→ Required work: Please transcribe the passage below about Dee and the sign of the cross, word for word, from "Edmund Hopwood of" to "abused by popery.".

→ Supplied text:
- - -

Edmund Hopwood of Hopwood, a local justice and deputy lieutenant of the county, helped gather political support from sympathetic Privy Councillors to defeat Piers. Hopwood would consult Dee about demonic possession and prosecuting witchcraft in Manchester. Yet the letter of protest shows that Carter and other local clergy would perceive Dee, ironically, as Whitgift's stooge in imposing conformity.

The protestors reminded Piers that they refused to use the sign of the cross stipulated by the Book of Common Prayer because they lived amongst superstitious ‘obstinate papists’, who made ‘every ceremony of our church’ an idol of their church, ‘but especially that of the cross’. The preachers therefore omitted the cross from ceremonies, to avoid scandalising ‘zealous professors of religion’ by using a symbol abused by popery.
66

In contrast, Dee considered the sign of the cross profoundly important. Many charms and spells required its repeated use. Also, for Dee it encapsulated the Trinity, and its centre symbolised the philosopher's stone, that perfect balance of qualities, as hinted at in Theorem XX of his
Monas
. Like Elizabeth he made the sign of the cross at moments of profound religious emotion, and especially before he invoked angelic illumination.

Dee began an ‘action’ in April 1586, kneeling and ‘making the sign of the Cross after my custom’, by:

taking my extended right hand from the forehead to the navel and from the left shoulder to the right, thus tracing two invisible lines. At the upper end of the first I speak the name of the Father, and when I almost touch the navel that of the Son; while I trace the transversal line in the middle, I speak the name of the Holy Sprit; and while I say
Amen
, I touch, or mark as it were, the point of intersection of those two lines, or the centre of the cross. (I have conceived many reasons for this my fancy).

- - -

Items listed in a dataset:
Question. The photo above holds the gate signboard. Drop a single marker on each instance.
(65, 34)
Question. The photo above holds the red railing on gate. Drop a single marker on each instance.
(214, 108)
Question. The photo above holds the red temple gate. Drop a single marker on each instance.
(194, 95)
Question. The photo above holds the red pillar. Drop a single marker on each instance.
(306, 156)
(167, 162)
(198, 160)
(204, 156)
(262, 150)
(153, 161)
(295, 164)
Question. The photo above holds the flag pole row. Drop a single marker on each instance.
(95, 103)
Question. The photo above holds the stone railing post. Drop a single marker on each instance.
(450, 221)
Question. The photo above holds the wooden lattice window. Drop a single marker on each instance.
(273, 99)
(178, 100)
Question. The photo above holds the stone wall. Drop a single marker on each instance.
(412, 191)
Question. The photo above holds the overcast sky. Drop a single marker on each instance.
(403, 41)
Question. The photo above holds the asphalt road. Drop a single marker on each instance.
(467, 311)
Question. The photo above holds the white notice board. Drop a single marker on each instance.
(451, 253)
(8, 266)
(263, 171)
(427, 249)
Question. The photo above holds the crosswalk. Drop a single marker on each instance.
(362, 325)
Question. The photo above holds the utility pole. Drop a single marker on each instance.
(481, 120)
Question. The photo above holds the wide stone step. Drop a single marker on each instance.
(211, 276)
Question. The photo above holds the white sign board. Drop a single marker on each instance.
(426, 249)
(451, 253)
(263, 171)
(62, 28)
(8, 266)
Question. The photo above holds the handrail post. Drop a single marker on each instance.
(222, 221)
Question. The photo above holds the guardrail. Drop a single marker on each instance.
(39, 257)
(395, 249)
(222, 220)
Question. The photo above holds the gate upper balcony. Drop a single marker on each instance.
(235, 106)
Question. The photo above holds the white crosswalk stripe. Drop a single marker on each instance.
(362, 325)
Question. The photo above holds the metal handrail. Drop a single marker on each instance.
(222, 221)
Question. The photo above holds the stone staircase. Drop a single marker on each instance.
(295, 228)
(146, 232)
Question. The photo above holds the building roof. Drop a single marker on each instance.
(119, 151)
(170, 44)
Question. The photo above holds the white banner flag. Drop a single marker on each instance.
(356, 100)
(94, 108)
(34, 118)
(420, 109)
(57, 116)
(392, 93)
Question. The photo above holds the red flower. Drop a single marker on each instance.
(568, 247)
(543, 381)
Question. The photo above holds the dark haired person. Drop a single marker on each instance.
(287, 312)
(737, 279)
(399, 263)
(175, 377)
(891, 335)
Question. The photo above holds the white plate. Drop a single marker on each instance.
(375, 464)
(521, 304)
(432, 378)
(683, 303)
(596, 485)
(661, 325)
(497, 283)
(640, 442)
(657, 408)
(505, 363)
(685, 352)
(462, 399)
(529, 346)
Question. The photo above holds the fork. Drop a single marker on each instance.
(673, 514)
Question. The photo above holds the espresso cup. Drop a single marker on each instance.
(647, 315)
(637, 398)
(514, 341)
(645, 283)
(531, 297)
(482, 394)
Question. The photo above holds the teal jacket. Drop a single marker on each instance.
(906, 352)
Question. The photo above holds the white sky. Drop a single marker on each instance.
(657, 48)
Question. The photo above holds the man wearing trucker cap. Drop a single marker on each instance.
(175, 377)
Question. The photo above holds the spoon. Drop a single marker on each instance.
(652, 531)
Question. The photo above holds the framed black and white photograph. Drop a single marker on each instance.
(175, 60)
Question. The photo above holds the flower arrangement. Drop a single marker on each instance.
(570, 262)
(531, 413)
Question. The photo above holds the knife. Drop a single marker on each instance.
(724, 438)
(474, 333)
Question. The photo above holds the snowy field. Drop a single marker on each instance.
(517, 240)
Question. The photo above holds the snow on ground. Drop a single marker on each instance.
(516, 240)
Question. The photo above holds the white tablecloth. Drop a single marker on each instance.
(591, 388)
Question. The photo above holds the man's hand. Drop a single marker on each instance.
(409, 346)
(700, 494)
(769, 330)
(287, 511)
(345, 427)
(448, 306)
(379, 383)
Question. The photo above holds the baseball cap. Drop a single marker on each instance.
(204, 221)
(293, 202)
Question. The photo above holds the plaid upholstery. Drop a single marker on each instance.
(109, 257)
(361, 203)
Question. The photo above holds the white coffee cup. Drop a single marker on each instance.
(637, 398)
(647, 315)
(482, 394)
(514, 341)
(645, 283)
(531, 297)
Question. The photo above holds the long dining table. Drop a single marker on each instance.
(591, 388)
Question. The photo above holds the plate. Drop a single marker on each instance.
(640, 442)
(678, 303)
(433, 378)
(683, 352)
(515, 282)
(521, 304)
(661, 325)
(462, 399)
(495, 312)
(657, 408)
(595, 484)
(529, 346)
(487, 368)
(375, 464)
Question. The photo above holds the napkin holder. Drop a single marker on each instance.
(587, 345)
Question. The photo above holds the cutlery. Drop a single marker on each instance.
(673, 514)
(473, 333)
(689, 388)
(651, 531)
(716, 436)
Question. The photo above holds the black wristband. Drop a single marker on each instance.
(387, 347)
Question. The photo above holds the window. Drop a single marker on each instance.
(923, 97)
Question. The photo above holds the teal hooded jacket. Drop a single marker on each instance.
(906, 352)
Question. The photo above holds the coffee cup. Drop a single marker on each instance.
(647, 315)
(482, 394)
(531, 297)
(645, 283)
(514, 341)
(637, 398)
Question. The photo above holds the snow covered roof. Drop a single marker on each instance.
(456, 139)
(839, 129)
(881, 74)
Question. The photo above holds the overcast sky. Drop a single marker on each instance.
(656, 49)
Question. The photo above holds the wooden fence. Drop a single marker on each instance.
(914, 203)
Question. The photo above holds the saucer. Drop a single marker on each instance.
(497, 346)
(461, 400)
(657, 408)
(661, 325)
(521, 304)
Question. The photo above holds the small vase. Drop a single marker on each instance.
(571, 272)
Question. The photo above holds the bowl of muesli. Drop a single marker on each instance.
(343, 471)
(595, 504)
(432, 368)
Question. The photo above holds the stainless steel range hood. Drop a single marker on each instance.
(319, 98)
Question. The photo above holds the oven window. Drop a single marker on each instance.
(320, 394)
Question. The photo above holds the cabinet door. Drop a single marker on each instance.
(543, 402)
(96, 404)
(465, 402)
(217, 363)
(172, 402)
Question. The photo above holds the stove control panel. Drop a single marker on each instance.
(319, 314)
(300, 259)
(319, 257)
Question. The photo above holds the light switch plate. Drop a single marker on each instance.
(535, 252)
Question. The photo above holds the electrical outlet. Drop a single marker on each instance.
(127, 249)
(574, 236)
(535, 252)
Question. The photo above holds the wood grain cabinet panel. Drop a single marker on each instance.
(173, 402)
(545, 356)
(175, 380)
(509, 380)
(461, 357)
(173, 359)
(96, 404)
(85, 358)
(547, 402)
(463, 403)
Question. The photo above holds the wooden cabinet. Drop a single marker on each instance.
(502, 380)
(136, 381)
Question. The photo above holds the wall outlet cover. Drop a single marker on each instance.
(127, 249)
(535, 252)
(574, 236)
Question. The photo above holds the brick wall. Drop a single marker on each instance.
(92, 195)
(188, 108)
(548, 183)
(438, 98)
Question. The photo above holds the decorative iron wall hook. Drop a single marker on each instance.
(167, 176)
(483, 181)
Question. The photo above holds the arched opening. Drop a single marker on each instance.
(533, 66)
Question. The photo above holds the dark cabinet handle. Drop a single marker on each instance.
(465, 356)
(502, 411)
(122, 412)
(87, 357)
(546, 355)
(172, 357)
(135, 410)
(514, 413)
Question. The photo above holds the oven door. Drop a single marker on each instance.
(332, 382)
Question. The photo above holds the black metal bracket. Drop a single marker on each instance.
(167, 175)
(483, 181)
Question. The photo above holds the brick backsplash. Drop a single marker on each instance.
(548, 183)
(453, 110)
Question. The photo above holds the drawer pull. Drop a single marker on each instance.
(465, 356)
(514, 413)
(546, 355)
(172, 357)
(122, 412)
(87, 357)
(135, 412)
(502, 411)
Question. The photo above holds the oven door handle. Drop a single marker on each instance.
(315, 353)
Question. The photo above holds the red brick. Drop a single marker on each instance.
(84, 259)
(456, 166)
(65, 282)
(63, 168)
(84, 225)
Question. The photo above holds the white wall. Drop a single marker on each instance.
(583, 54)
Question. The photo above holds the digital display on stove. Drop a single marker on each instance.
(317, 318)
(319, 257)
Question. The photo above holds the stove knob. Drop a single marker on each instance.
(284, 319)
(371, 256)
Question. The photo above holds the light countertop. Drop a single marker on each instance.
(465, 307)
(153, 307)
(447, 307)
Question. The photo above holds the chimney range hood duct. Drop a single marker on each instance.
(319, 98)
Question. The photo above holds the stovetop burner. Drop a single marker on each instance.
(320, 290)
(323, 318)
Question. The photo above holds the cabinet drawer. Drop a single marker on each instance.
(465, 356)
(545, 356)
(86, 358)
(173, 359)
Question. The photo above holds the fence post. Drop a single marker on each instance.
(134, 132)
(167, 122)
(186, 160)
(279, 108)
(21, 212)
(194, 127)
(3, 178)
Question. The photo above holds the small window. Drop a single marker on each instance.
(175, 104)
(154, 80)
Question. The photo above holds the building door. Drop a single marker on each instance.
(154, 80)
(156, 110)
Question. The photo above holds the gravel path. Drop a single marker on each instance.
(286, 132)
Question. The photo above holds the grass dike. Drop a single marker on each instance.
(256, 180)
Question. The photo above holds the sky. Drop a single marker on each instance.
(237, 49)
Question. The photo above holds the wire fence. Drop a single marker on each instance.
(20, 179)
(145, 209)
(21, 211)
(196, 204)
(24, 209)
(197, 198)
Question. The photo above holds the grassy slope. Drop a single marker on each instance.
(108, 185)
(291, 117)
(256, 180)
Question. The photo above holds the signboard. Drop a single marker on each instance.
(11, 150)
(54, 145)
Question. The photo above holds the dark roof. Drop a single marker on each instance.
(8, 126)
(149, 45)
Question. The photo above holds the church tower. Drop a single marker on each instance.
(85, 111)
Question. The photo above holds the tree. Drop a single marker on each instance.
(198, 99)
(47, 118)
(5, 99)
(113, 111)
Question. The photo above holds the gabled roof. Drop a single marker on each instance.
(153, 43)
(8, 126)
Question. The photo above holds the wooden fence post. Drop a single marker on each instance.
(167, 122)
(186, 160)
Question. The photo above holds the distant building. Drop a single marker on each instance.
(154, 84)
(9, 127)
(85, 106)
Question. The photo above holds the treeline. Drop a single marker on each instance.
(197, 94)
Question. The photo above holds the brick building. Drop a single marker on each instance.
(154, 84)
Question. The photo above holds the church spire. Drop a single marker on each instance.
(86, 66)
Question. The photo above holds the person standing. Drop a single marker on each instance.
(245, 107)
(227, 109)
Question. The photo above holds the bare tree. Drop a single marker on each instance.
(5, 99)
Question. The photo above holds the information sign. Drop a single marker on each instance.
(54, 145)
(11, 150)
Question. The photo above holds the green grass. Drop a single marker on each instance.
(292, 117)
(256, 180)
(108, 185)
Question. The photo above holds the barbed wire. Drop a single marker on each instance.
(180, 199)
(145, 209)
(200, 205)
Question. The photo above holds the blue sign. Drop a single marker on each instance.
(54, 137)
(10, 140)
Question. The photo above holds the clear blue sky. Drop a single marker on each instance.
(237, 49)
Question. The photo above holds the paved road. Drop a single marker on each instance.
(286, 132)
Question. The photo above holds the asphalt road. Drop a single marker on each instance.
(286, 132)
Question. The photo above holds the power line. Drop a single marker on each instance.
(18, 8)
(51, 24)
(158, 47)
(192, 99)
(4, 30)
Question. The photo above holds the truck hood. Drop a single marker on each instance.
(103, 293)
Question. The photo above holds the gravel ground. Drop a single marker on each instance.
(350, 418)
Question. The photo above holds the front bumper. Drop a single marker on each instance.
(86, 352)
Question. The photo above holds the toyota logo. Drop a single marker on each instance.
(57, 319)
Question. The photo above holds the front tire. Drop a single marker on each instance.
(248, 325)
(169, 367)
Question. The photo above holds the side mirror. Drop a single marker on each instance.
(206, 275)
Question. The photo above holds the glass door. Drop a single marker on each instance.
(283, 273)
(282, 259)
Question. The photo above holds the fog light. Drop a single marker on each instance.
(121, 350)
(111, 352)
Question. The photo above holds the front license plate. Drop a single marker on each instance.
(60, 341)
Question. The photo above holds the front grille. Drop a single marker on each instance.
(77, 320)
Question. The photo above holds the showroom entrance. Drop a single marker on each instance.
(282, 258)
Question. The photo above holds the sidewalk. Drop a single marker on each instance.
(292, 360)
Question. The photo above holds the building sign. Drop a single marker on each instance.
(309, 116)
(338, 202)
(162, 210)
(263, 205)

- - -

→ Task result:
Edmund Hopwood of Hopwood, a local justice and deputy lieutenant of the county, helped gather political support from sympathetic Privy Councillors to defeat Piers. Hopwood would consult Dee about demonic possession and prosecuting witchcraft in Manchester. Yet the letter of protest shows that Carter and other local clergy would perceive Dee, ironically, as Whitgift's stooge in imposing conformity.

The protestors reminded Piers that they refused to use the sign of the cross stipulated by the Book of Common Prayer because they lived amongst superstitious ‘obstinate papists’, who made ‘every ceremony of our church’ an idol of their church, ‘but especially that of the cross’. The preachers therefore omitted the cross from ceremonies, to avoid scandalising ‘zealous professors of religion’ by using a symbol abused by popery.